## Data supplied
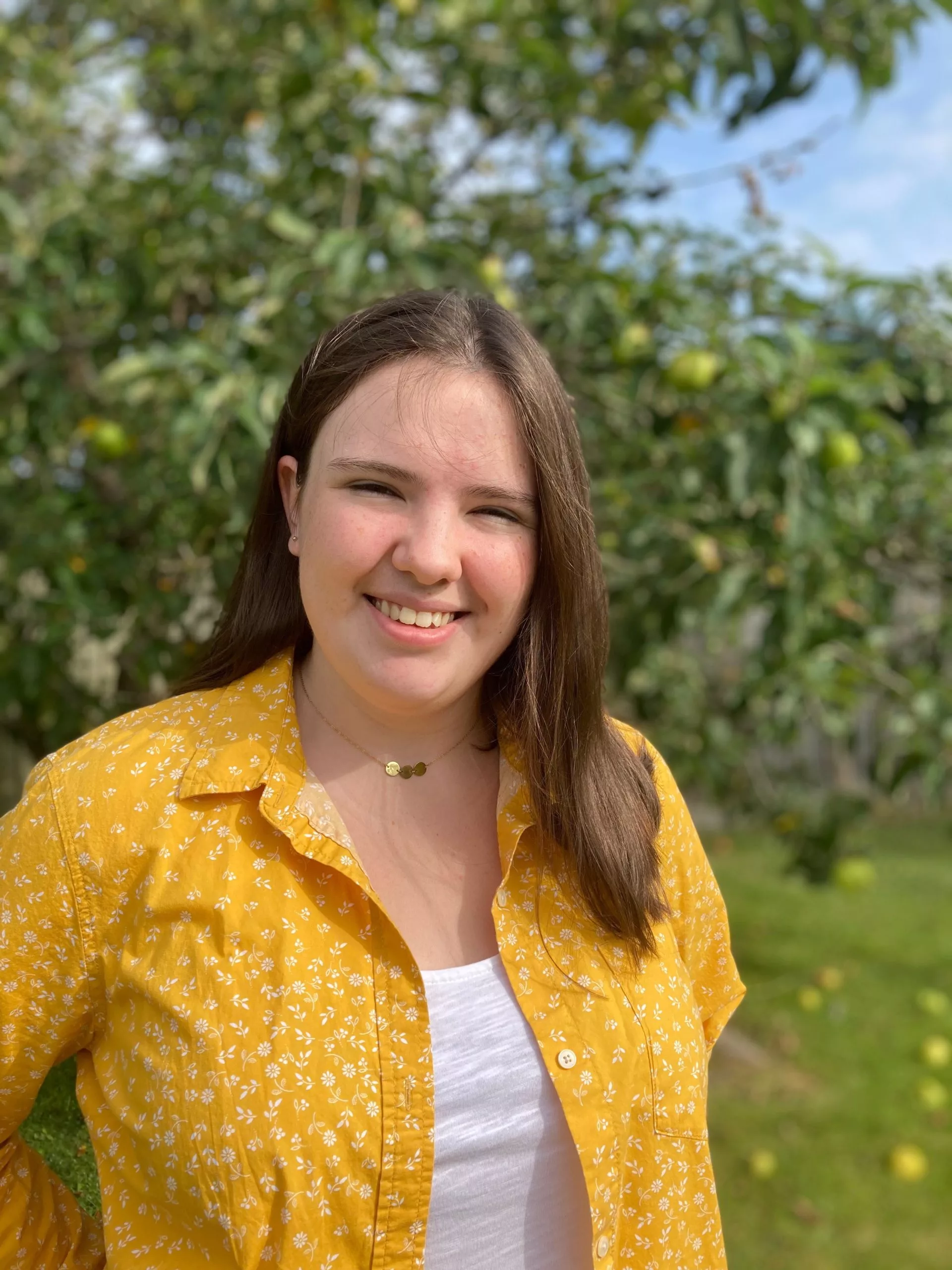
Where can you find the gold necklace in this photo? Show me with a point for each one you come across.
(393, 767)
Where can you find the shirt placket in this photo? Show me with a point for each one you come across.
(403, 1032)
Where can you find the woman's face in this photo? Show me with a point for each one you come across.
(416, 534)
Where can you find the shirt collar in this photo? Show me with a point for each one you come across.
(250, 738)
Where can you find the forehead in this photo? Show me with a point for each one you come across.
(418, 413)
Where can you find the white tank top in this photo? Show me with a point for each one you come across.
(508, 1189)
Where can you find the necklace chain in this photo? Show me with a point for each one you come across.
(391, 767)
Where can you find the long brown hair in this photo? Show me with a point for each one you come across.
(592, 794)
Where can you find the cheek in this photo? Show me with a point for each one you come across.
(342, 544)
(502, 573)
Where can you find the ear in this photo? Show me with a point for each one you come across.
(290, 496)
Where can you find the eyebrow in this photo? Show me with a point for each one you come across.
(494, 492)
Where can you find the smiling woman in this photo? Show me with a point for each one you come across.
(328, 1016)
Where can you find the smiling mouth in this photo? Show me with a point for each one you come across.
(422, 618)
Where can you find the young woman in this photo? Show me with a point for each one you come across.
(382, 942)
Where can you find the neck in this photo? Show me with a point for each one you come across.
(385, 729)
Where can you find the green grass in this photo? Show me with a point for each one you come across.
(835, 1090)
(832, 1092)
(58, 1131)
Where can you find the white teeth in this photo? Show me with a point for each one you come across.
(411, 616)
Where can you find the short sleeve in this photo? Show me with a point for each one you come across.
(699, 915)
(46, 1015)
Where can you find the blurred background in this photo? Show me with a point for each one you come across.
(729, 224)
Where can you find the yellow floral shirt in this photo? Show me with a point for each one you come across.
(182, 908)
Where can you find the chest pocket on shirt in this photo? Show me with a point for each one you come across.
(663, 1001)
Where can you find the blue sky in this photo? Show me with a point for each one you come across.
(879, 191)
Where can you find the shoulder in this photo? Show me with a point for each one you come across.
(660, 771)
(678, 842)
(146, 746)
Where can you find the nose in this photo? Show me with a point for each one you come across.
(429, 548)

## Task to carry out
Nothing should appear in the answer except the lines from the one containing "Where can you find the neck in" to the end of the data above, reproduced exactly.

## Task response
Where can you find the neck in this photo? Show me with a point for each one you come across.
(385, 729)
Where can you find the green grass in this photo? Show me with a point for each one you come across.
(835, 1090)
(832, 1092)
(58, 1131)
Where can you find the white teeth in this photo? Show me with a point for each one you come across.
(411, 616)
Where can you find the short sleeve in this photo? Show me with a point for each one you come across.
(699, 915)
(46, 1015)
Where can you find the blurred background in this photo? Show me with a point for each one you come across.
(729, 224)
Where can you find the yellow floral shirt in this photo? Show me with a point for each one you come across.
(182, 908)
Where can you find the chest pocket on shirt in this photo? Show me with a point for each one you come across.
(663, 1001)
Where can you find the blue sky in this photo? Show me with a point for each one you come across.
(879, 191)
Where can you find the shoulder in this photo? Show me with a point for each one you come across.
(660, 771)
(678, 842)
(146, 746)
Where can you find the nose in this photo? Show me with a point for each one you come across.
(429, 548)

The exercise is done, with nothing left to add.